◆ Dataset entries on where objects appear:
::::::::::

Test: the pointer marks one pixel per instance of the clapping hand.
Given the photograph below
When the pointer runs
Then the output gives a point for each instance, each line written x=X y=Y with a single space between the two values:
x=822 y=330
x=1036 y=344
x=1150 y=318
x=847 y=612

::::::::::

◆ WRITTEN PROBLEM: Arrange every line of the entries above as a Markdown table, skipping blank lines, with a "Row" column for the row number and a "Line" column for the line itself.

◆ REPLY TO THE TASK:
| Row | Line |
|---|---|
| 1 | Test: the pointer marks one pixel per instance of the clapping hand. |
| 2 | Given the photograph below |
| 3 | When the pointer runs |
| 4 | Then the output gives a point for each instance, each line written x=X y=Y with a single space between the two values: |
| 5 | x=822 y=330 |
| 6 | x=1036 y=344 |
| 7 | x=1150 y=318 |
| 8 | x=847 y=612 |